(Dataset rows)
>> Start
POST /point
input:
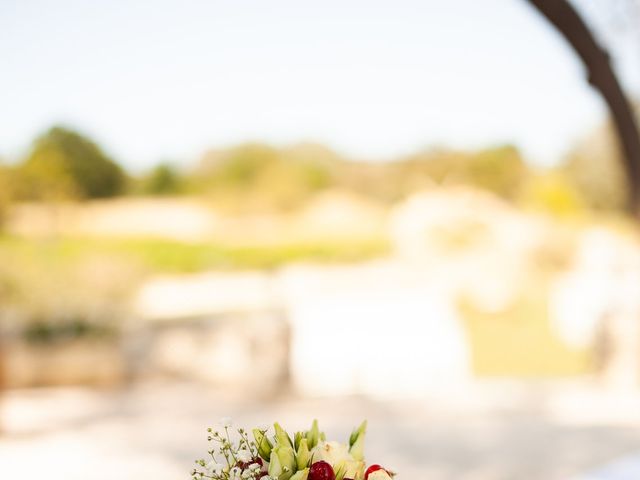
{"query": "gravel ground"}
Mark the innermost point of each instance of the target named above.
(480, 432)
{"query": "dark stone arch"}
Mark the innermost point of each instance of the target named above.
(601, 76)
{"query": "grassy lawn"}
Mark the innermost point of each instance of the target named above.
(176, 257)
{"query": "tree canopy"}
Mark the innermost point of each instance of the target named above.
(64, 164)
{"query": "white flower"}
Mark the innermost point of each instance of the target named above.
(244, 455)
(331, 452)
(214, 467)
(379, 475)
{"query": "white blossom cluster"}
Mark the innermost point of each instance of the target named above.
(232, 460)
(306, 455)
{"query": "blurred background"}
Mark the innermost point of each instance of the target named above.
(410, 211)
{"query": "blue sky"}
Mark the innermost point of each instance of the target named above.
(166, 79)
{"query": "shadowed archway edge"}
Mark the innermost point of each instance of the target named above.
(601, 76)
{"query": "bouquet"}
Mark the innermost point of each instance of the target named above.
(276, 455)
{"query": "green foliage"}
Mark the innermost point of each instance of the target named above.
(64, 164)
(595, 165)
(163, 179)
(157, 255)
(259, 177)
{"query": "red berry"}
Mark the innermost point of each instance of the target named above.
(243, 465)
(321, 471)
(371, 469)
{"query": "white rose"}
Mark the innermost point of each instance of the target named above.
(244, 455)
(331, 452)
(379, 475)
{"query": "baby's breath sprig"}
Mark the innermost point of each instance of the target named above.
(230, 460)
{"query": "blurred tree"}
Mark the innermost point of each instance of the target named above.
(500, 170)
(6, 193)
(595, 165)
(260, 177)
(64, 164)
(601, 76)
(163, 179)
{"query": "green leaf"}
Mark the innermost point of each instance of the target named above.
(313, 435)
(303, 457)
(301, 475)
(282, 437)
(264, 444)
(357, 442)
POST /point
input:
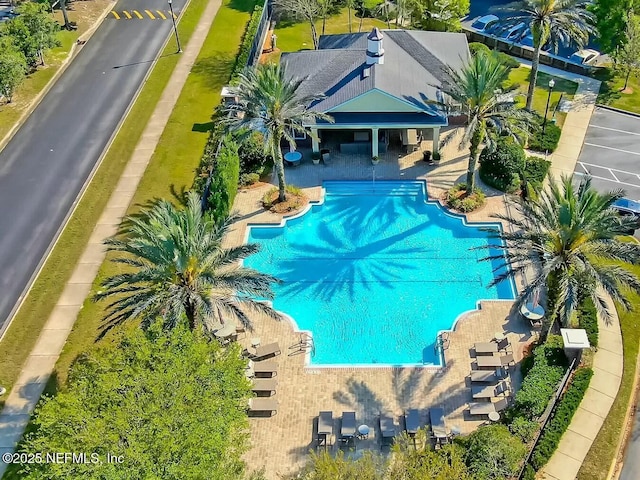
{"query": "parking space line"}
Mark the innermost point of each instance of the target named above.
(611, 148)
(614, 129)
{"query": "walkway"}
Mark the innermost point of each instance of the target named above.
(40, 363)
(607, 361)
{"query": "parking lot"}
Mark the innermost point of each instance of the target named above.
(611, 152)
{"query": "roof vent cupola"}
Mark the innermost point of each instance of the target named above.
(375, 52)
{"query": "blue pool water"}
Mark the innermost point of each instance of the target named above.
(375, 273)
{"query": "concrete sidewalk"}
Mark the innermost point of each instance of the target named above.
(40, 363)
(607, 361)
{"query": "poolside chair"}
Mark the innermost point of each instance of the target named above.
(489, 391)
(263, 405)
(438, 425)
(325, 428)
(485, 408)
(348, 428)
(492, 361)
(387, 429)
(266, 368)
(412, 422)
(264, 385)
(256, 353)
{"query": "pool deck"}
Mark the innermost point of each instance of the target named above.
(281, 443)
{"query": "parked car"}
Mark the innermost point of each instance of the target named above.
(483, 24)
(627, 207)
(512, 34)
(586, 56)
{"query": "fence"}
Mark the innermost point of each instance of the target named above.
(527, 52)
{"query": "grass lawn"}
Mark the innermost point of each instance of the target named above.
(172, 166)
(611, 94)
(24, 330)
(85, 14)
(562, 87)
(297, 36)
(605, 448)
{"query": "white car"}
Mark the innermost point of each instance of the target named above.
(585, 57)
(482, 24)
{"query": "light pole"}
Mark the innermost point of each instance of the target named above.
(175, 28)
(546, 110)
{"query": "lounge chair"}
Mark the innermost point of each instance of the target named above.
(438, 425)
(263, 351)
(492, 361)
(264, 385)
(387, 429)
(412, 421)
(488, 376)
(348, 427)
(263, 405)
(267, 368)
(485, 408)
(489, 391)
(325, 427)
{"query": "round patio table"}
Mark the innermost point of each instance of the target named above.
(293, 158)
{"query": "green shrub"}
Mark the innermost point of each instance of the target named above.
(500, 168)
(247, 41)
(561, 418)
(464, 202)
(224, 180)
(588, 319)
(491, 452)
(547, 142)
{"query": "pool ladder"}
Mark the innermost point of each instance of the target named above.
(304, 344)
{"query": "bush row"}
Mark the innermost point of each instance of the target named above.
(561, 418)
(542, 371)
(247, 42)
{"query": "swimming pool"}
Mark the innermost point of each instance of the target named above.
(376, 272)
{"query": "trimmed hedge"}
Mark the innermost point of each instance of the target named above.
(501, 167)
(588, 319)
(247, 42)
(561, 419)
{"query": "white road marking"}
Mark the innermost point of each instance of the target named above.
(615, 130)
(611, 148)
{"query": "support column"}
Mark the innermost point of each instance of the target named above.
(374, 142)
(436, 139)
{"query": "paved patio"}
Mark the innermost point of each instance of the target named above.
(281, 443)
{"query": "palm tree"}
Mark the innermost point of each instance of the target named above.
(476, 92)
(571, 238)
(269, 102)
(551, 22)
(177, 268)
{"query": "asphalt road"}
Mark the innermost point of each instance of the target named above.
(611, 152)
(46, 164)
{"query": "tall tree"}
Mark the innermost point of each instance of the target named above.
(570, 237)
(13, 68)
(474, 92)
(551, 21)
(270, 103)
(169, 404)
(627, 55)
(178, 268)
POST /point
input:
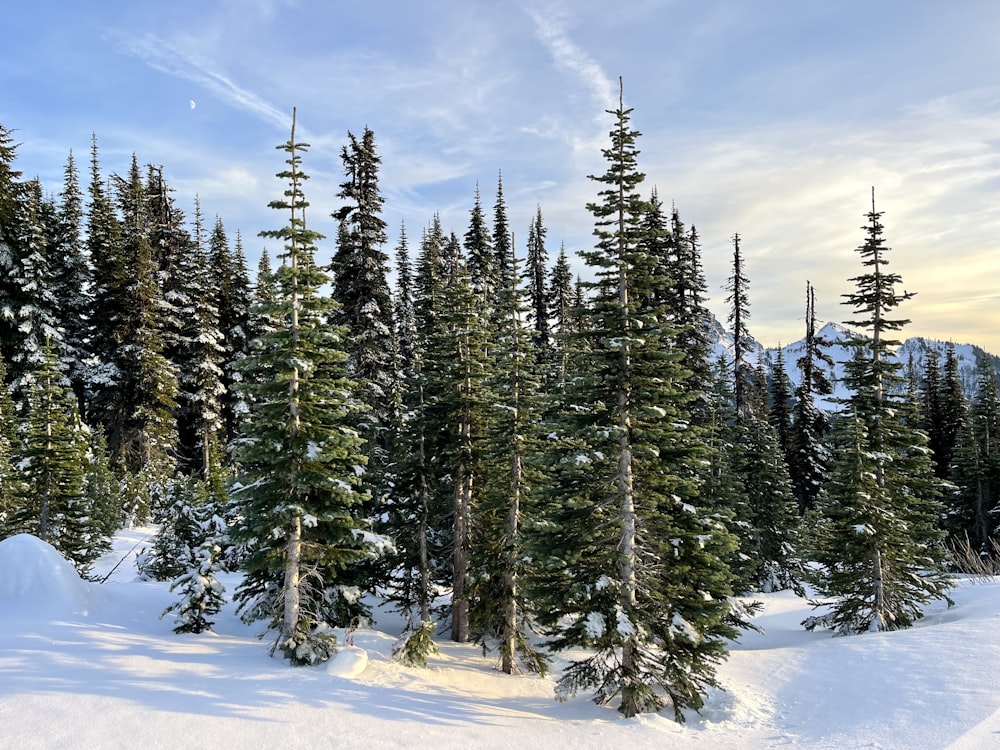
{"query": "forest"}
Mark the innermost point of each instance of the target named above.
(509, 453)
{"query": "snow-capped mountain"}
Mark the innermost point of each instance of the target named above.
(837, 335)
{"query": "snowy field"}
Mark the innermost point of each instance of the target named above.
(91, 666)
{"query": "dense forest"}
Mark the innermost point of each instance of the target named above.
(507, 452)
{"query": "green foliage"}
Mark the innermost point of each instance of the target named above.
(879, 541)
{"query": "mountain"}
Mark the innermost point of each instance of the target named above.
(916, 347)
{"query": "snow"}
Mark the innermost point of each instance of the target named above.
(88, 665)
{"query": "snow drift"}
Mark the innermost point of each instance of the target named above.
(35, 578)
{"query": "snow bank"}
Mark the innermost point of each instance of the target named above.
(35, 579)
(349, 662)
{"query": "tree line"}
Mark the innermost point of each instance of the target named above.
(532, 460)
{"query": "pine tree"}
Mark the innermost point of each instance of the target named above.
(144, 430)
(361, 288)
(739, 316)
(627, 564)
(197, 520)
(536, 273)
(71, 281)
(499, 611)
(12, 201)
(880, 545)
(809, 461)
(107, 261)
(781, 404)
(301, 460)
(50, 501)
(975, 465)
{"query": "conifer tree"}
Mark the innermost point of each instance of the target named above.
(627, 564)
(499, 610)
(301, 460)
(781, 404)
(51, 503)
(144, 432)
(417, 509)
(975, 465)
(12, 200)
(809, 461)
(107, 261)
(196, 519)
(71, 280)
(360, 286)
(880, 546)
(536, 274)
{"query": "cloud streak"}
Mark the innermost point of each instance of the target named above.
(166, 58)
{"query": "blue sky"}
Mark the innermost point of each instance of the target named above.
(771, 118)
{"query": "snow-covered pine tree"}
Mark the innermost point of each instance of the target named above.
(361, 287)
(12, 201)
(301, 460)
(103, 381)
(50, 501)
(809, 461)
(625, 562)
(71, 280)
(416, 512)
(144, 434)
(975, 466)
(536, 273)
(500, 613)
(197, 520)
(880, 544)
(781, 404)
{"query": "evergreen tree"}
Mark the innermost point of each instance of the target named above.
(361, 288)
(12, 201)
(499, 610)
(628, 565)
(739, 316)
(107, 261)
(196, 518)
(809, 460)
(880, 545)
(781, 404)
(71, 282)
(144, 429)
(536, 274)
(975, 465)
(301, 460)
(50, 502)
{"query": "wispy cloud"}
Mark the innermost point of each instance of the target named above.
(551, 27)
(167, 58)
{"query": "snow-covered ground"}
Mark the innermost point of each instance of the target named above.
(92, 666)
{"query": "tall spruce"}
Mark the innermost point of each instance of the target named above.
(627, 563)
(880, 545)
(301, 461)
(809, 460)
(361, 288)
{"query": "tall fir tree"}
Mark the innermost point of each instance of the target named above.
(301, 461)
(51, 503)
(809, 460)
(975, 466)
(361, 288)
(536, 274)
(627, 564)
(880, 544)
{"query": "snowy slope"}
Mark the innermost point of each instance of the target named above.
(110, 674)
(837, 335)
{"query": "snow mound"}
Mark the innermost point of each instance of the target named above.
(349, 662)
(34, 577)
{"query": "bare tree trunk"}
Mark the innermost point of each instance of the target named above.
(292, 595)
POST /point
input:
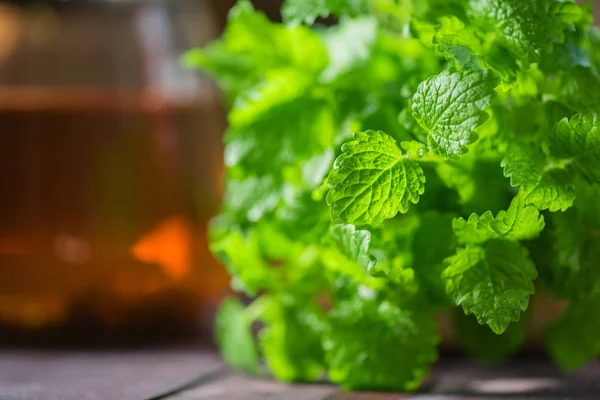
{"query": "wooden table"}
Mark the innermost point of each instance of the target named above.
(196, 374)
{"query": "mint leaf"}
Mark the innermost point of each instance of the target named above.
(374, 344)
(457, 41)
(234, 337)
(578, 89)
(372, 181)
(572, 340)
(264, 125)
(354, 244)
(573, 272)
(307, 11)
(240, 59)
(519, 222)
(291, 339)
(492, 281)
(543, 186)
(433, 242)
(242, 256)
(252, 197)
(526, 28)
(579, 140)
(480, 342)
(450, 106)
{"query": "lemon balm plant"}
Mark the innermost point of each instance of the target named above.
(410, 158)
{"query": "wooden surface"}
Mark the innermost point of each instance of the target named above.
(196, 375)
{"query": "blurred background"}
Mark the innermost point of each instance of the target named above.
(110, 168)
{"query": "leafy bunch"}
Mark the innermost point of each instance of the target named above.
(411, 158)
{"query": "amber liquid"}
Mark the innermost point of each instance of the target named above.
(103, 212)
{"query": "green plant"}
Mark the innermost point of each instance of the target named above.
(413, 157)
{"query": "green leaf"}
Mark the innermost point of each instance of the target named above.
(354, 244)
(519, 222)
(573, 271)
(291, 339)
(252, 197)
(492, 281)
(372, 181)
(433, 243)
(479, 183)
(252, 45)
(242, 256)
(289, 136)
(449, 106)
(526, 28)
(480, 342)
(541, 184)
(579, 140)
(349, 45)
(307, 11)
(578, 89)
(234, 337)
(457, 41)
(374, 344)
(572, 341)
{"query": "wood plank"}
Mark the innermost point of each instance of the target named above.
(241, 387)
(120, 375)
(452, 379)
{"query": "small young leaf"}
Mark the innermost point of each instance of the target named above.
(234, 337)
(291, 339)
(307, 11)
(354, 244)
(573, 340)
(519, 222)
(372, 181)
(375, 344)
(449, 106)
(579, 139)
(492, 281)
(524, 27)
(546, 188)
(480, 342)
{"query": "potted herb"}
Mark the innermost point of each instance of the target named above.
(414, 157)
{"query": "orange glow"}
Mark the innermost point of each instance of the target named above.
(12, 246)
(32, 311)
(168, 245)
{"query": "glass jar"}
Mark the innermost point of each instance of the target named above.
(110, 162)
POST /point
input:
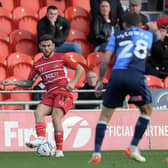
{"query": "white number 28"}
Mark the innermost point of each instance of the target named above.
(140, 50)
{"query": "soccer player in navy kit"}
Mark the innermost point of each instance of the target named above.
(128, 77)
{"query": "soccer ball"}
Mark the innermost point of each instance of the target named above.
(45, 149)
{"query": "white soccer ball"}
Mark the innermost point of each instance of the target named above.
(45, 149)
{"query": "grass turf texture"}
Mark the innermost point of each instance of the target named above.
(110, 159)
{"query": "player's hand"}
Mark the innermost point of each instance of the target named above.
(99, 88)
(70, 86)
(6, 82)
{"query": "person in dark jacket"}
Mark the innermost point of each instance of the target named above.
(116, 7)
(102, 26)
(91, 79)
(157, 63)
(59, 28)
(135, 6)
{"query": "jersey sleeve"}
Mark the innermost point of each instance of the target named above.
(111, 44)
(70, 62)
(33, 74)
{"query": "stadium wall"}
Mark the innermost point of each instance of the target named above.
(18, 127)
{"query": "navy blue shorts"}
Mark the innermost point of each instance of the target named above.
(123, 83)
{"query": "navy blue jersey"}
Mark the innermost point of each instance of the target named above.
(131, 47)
>> End
Extract every line from the one containing "player in navy" to the end of the entries, including both of those lines, exactly as given and with nothing added.

__FULL SOLUTION__.
{"query": "soccer player in navy kit"}
Mark the innermost point of each instance of the target named above.
(128, 77)
{"query": "soccer ball"}
Mark the innermost point of each instance of the target named above.
(45, 149)
{"query": "white soccer ball"}
Mark the innermost point of each instance of the target named above.
(45, 149)
{"query": "grass turf texture"}
Mark the innermost point of each instance of the target named above.
(110, 159)
{"query": "player's hand"}
Mark the innermost point of each instance of the target named above.
(99, 88)
(70, 86)
(6, 82)
{"query": "person in dark jacket"}
Mark the innermost point of each instance of the target named above.
(116, 7)
(102, 26)
(91, 79)
(157, 63)
(59, 28)
(135, 6)
{"query": "jersey sleeve"}
Mark the innermost point of each instance of the target named above.
(111, 44)
(70, 62)
(33, 74)
{"query": "stadium wall"}
Mark the innermost point of each instance of the target named above.
(18, 127)
{"query": "navy blue shorts"}
Mark the innermost point of each instance of the target named above.
(123, 83)
{"query": "navy blue jersey"}
Mark the innermost point of each instance of the target named above.
(131, 47)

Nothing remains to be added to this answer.